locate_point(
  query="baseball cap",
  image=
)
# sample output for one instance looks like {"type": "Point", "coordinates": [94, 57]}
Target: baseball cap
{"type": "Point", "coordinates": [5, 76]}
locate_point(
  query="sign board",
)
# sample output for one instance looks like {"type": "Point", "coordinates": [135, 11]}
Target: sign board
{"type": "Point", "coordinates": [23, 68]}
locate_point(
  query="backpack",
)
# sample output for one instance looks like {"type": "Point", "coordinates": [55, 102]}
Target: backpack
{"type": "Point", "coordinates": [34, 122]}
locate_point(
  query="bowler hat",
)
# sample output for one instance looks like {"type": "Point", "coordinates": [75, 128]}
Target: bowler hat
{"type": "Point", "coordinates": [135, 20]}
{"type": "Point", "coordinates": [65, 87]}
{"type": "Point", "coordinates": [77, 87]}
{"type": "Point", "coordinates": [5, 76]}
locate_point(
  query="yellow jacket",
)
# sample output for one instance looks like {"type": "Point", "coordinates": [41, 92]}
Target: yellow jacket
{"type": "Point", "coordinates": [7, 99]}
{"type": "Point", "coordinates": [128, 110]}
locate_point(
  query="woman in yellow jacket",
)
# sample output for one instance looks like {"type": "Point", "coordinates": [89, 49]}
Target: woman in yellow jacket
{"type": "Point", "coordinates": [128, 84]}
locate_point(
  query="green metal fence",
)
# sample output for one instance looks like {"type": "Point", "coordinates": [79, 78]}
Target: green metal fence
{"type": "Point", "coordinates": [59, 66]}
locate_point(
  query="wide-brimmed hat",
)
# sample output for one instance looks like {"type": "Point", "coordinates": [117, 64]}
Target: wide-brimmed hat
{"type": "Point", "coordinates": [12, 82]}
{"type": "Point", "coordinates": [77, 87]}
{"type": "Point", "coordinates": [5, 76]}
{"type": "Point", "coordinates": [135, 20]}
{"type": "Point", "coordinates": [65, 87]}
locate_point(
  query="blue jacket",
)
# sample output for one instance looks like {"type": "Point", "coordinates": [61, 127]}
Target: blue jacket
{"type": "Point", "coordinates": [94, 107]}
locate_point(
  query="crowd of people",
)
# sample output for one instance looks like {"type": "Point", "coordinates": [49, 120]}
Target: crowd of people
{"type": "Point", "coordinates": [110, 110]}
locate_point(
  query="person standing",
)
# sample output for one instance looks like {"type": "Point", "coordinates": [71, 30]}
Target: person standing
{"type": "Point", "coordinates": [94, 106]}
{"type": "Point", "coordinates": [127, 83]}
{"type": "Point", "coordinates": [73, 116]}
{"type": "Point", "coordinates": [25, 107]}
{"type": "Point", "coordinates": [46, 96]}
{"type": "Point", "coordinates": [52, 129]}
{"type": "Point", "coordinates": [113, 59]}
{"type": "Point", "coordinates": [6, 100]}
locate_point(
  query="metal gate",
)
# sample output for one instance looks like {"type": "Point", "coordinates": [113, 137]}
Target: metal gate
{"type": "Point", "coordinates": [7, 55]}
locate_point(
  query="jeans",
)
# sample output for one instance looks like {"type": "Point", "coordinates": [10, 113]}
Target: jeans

.....

→ PROMPT
Output the listing above word for word.

→ RESPONSE BELOW
locate_point(
  query="baseball cap",
  image=
)
# sample output for one instance looks like {"type": "Point", "coordinates": [94, 57]}
Target: baseball cap
{"type": "Point", "coordinates": [5, 76]}
locate_point(
  query="sign board",
)
# sample output for one instance looks like {"type": "Point", "coordinates": [135, 11]}
Target: sign board
{"type": "Point", "coordinates": [23, 68]}
locate_point(
  query="backpack",
)
# sample output for one instance looks like {"type": "Point", "coordinates": [55, 102]}
Target: backpack
{"type": "Point", "coordinates": [34, 122]}
locate_point(
  query="bowler hat",
)
# sample output for one instance looks like {"type": "Point", "coordinates": [75, 128]}
Target: bowler hat
{"type": "Point", "coordinates": [135, 20]}
{"type": "Point", "coordinates": [65, 87]}
{"type": "Point", "coordinates": [77, 87]}
{"type": "Point", "coordinates": [5, 76]}
locate_point(
  query="yellow jacket",
)
# sample output for one instance looks like {"type": "Point", "coordinates": [41, 92]}
Target: yellow jacket
{"type": "Point", "coordinates": [7, 99]}
{"type": "Point", "coordinates": [128, 110]}
locate_point(
  query="woman in yellow jacket",
)
# sample output for one instance looks like {"type": "Point", "coordinates": [89, 49]}
Target: woman in yellow jacket
{"type": "Point", "coordinates": [128, 84]}
locate_point(
  query="green metal fence",
)
# sample output for one instance looks like {"type": "Point", "coordinates": [79, 78]}
Target: green metal fence
{"type": "Point", "coordinates": [59, 66]}
locate_point(
  query="wide-brimmed hat",
)
# sample output for one instance looks like {"type": "Point", "coordinates": [117, 64]}
Target: wide-brimmed hat
{"type": "Point", "coordinates": [12, 82]}
{"type": "Point", "coordinates": [77, 87]}
{"type": "Point", "coordinates": [5, 76]}
{"type": "Point", "coordinates": [135, 20]}
{"type": "Point", "coordinates": [65, 87]}
locate_point(
  query="blue jacket",
)
# sample output for one instance looks like {"type": "Point", "coordinates": [61, 127]}
Target: blue jacket
{"type": "Point", "coordinates": [94, 107]}
locate_point(
  query="crowd of people",
)
# sample output for one instance looks like {"type": "Point", "coordinates": [49, 120]}
Target: crowd of people
{"type": "Point", "coordinates": [110, 110]}
locate_point(
  query="person standing",
)
# sample output for one instance looks like {"type": "Point", "coordinates": [71, 30]}
Target: person standing
{"type": "Point", "coordinates": [94, 106]}
{"type": "Point", "coordinates": [127, 83]}
{"type": "Point", "coordinates": [73, 116]}
{"type": "Point", "coordinates": [25, 107]}
{"type": "Point", "coordinates": [46, 96]}
{"type": "Point", "coordinates": [52, 129]}
{"type": "Point", "coordinates": [113, 59]}
{"type": "Point", "coordinates": [6, 100]}
locate_point(
  query="metal gate",
)
# sample output for one instance looks like {"type": "Point", "coordinates": [113, 137]}
Target: metal gate
{"type": "Point", "coordinates": [7, 55]}
locate_point(
  query="jeans",
)
# sample output for one instance looks like {"type": "Point", "coordinates": [10, 113]}
Target: jeans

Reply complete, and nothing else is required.